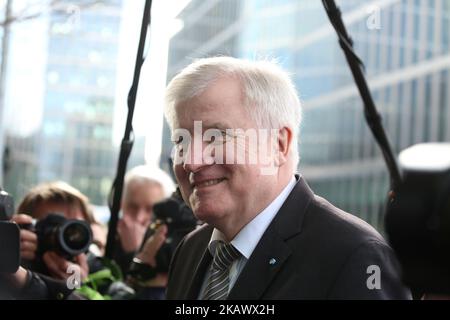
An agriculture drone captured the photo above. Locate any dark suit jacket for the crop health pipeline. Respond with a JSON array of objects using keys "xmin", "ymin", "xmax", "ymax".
[{"xmin": 167, "ymin": 178, "xmax": 410, "ymax": 300}]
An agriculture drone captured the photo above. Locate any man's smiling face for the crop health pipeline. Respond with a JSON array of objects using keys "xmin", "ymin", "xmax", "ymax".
[{"xmin": 174, "ymin": 77, "xmax": 276, "ymax": 235}]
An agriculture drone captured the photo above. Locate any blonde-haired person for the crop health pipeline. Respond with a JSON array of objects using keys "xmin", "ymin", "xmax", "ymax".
[{"xmin": 114, "ymin": 165, "xmax": 175, "ymax": 273}]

*Set exercise*. Pull out each line of the entries above that contains the word "face".

*Answer to this exercise*.
An agriculture drone captured the photo above. Locate any man's smiling face for the crop health pipeline. Respond with a JSON array of objects using keys "xmin", "ymin", "xmax", "ymax".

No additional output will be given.